**SOURCE TEXT**
╔══

To address the radial configuration of the NES and the challenges associated with SMP forecasting, two methodological approaches are considered. In Methodology 1 (M1), the models are trained using historical information comprising generation by technology type, net demand, and SMP values from all system busbars, incorporating a fixed set of five hourly lagged observations (from

t - 1

to

t - 5

). The choice of five time lags was determined through a preliminary empirical analysis in which configurations with fewer lagged inputs were evaluated using validation performance metrics. This revealed a saturation in predictive performance beyond five hours. Consequently, configurations with more than five lags were not explored, as they did not provide additional performance gains and led to substantially longer training times. The same lag structure was consistently applied across all zones and nodes to ensure comparability among models. In Methodology 2 (M2), the same temporal configuration is retained; however, the SMP inputs correspond to a reduced subset of busbars selected through a correlation-based feature selection process, as described in Section 2.3.

The difference in the amount of data fed into the models between M1 and M2 aims to analyze whether limiting the data in M2 to strategically selected information can enhance model interpretability, training efficiency, and forecasting performance, particularly when conditions such as seasonality or transmission constrains reduce the forecast performance for M1. A potential drawback may arise from the limited data, which can hinder the effectiveness of ML models due to underfitting and increased sensitivity to noise. In addition to marginal price data from the bars, system-level variables such as total system demand and injected power from various generation sources, including solar, wind, and thermal generation, were incorporated. These supplementary features aim to enhance model performance by capturing broader system dynamics that influence price formation.

╚══

**SOURCE DATA**
╔══

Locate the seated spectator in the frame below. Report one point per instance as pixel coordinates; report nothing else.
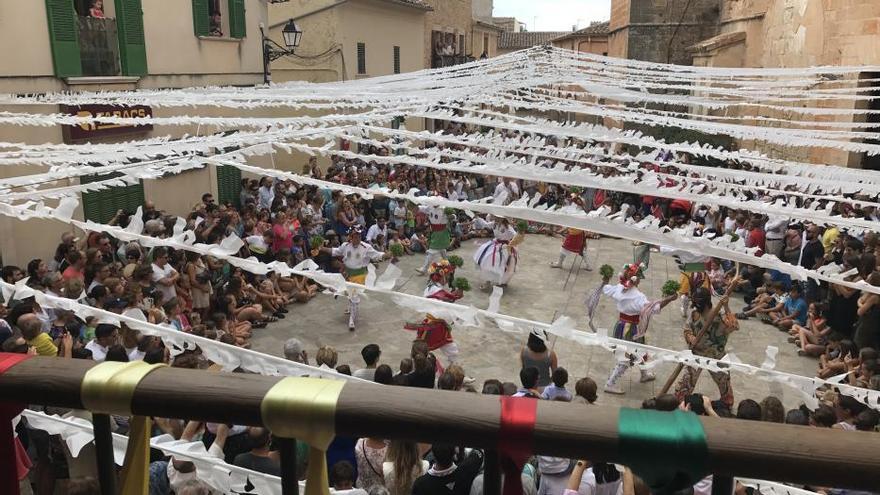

╚══

**STATED PROBLEM 1**
Repeat the passage of the forecasting-methods text word for word, from "The difference in" up to and including "influence price formation.".
**STATED PROBLEM 2**
Using the forecasting-methods text, answer yes or no to each statement below and quote the words that decide it. (a) In M1, SMP values come from every busbar in the system. (b) Configurations with more than five lags were tested. (c) M2 uses a different lag structure from M1.
The lines have no role in this exercise.

**TASK OUTPUT 1**
The difference in the amount of data fed into the models between M1 and M2 aims to analyze whether limiting the data in M2 to strategically selected information can enhance model interpretability, training efficiency, and forecasting performance, particularly when conditions such as seasonality or transmission constrains reduce the forecast performance for M1. A potential drawback may arise from the limited data, which can hinder the effectiveness of ML models due to underfitting and increased sensitivity to noise. In addition to marginal price data from the bars, system-level variables such as total system demand and injected power from various generation sources, including solar, wind, and thermal generation, were incorporated. These supplementary features aim to enhance model performance by capturing broader system dynamics that influence price formation.

**TASK OUTPUT 2**
(a) Yes: "SMP values from all system busbars"
(b) No: "configurations with more than five lags were not explored"
(c) No: "the same temporal configuration is retained"